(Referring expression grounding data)
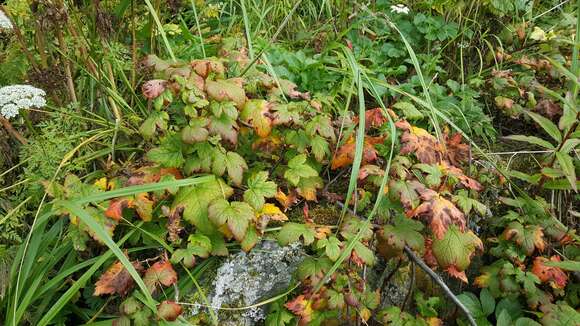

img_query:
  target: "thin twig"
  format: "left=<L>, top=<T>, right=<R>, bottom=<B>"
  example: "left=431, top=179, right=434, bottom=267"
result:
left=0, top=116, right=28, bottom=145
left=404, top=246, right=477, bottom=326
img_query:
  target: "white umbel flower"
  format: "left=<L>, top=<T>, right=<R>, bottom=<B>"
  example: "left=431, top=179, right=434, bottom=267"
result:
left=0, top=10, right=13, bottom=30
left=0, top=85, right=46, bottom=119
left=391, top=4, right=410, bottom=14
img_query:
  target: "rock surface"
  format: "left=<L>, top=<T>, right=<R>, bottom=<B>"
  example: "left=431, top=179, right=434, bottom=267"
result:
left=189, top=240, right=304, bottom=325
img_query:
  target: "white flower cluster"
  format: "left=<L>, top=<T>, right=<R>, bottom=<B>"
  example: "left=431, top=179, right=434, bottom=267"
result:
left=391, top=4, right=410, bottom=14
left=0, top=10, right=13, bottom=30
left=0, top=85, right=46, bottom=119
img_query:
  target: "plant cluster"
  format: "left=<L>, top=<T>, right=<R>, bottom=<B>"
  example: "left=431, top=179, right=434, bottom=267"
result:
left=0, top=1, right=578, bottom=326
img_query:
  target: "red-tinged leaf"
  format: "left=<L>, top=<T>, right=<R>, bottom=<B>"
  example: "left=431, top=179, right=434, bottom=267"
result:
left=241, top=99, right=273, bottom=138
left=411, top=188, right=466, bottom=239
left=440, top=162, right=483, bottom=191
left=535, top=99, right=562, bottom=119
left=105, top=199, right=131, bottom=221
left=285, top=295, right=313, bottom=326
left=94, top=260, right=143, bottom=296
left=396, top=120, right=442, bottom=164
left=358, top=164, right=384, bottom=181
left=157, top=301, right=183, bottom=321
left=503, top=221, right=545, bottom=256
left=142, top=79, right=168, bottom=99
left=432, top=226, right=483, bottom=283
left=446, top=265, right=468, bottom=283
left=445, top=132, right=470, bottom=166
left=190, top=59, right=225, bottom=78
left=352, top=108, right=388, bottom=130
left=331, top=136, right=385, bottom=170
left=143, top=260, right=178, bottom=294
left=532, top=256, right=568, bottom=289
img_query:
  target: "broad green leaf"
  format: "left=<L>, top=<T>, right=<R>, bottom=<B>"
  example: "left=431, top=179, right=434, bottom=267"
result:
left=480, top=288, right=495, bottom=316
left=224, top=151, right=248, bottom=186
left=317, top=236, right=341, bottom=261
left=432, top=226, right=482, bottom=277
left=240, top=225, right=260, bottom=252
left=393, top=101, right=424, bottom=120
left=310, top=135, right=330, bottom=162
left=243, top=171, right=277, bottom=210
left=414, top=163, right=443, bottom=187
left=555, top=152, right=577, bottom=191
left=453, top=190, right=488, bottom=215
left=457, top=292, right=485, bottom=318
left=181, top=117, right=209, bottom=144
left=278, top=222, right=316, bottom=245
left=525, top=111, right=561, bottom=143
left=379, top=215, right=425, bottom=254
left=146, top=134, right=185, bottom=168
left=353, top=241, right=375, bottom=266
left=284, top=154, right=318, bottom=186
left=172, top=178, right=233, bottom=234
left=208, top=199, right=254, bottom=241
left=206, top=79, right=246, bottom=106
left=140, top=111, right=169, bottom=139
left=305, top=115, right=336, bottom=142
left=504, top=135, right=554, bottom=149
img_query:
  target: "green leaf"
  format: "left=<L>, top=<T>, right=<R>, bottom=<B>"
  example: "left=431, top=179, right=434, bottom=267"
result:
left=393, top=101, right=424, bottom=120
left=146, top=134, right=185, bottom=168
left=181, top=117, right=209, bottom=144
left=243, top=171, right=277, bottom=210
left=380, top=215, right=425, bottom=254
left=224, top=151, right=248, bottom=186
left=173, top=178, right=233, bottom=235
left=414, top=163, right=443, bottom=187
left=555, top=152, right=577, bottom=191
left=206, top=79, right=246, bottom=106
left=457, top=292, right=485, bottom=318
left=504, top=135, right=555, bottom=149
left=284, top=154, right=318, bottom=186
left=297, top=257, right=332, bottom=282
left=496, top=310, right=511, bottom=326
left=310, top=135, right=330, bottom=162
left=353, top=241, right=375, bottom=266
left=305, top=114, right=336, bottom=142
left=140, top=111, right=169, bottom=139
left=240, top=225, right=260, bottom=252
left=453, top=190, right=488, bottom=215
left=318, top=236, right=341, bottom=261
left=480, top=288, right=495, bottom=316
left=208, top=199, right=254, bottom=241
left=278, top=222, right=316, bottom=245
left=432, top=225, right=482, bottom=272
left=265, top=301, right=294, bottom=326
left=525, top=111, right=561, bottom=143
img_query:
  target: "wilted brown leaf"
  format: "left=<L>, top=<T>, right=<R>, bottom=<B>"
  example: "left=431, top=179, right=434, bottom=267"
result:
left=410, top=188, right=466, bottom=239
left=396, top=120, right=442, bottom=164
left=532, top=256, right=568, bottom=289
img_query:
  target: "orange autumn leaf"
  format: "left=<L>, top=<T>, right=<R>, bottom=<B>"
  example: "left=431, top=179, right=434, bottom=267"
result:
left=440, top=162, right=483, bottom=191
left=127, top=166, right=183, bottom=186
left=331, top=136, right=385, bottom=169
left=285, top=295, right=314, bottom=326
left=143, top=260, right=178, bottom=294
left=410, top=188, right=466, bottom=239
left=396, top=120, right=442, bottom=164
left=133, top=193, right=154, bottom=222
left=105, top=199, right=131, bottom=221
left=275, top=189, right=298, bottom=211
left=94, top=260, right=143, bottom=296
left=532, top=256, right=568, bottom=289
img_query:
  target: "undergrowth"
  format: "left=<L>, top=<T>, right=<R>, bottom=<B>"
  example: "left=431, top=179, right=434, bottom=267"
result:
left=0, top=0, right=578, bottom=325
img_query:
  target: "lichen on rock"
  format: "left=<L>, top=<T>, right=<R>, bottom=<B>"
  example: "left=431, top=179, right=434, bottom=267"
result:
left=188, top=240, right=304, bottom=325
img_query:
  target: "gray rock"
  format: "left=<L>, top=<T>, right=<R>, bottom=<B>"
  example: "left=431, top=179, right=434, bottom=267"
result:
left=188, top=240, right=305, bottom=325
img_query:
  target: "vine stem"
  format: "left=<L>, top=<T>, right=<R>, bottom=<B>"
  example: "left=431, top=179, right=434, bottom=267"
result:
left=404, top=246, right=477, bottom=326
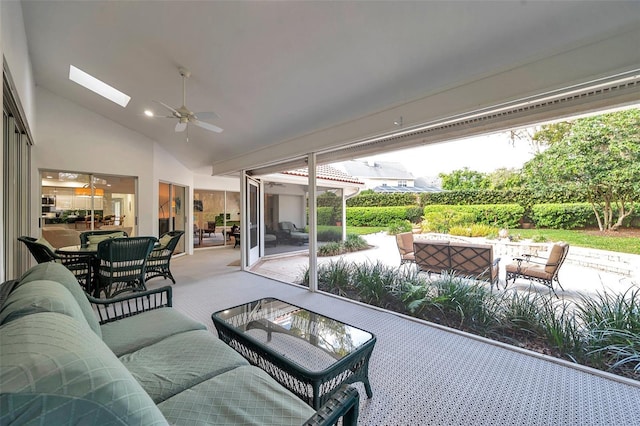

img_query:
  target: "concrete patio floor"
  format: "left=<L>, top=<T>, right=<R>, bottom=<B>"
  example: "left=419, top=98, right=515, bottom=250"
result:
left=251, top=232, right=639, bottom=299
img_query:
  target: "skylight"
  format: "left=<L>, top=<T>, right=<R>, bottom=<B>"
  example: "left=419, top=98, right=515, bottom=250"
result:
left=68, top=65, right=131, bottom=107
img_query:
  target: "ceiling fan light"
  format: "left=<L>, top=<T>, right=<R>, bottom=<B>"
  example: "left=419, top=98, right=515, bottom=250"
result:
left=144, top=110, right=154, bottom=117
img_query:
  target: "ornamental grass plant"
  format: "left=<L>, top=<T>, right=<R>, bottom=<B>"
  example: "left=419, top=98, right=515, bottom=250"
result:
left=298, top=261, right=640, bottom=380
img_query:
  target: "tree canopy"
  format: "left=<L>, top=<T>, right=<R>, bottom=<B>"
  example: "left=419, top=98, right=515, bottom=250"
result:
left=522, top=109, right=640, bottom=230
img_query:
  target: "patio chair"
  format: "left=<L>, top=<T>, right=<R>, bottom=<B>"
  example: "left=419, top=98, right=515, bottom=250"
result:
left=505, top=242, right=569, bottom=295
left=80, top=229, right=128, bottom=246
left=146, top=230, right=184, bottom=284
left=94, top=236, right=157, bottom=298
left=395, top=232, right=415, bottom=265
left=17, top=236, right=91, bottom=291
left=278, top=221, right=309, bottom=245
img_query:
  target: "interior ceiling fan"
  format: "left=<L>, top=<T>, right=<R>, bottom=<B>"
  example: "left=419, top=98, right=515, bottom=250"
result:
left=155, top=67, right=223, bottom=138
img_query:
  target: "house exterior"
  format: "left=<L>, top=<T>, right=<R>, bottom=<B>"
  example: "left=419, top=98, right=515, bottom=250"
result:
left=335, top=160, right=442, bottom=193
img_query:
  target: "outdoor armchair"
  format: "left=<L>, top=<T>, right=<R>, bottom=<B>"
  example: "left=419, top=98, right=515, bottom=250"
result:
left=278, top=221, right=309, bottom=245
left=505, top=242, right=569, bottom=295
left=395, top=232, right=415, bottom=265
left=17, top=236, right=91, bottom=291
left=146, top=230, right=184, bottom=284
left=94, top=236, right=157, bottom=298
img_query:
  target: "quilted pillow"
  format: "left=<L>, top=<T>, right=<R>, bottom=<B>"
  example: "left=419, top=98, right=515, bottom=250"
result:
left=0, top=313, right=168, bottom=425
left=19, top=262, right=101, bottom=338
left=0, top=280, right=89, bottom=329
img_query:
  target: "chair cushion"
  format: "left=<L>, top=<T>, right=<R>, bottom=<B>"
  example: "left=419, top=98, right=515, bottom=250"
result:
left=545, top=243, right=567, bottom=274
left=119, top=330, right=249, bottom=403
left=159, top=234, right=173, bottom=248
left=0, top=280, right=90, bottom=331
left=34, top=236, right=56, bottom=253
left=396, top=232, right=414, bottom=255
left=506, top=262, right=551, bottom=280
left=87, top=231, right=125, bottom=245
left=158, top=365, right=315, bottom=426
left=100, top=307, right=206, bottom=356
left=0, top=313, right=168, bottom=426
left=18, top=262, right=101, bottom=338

* _Exercise directions_: Only lines holding the string "plant" are wanted; gather each one from the entries above.

* _Exercise output_:
  target: "plant cluster"
  target: "ornamental grass plant"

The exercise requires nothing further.